● Short problem
Pick out each line of the records below that contains the word "window" and copy those lines.

* begin Supplied data *

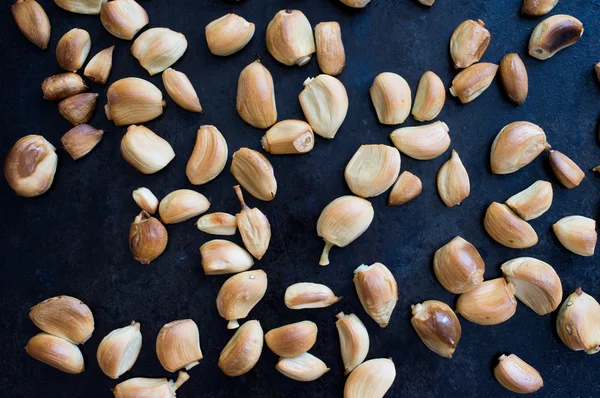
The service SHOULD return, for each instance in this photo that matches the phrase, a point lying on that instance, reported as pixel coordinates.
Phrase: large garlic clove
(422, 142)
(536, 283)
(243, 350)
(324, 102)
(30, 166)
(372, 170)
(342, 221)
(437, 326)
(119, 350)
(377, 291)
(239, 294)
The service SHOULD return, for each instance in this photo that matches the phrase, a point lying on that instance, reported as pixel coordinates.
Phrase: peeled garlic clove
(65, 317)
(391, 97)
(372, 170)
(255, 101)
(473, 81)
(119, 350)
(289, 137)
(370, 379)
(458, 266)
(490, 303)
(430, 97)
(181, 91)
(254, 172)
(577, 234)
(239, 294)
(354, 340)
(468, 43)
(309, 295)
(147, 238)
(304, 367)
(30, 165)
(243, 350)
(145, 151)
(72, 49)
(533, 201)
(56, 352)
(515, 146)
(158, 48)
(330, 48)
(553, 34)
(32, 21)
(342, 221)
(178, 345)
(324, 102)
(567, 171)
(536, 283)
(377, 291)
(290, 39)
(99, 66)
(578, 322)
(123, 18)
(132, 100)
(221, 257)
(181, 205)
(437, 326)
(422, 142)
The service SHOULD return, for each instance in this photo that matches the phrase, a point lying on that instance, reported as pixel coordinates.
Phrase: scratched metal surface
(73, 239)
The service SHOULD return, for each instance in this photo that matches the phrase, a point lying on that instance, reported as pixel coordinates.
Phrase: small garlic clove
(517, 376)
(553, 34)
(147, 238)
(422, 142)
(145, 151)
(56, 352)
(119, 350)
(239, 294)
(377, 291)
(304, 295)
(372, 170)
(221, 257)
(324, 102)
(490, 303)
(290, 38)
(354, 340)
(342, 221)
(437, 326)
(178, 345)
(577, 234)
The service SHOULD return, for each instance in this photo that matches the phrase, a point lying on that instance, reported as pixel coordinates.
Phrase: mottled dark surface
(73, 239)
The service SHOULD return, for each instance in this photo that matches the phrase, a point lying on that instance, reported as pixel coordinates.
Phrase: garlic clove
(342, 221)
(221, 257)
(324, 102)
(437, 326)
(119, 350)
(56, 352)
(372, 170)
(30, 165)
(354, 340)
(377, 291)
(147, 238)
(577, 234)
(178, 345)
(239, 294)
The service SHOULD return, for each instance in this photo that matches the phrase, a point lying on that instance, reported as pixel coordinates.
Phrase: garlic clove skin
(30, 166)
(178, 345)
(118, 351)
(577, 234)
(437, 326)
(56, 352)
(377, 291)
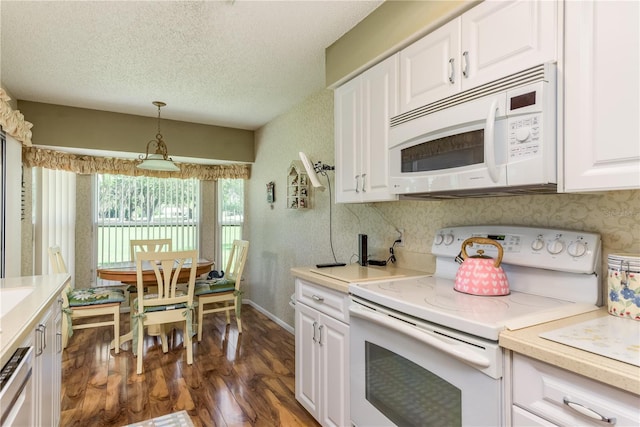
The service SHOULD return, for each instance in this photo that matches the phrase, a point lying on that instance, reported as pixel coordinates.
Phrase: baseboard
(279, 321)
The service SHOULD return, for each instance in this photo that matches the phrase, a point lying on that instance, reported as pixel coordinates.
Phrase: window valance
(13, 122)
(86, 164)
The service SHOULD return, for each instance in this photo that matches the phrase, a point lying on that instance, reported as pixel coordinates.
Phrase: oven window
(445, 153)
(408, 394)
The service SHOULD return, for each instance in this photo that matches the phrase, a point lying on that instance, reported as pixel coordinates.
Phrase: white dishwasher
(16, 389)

* end Supplied data *

● Task result
Phrase: window valance
Phrase: oven window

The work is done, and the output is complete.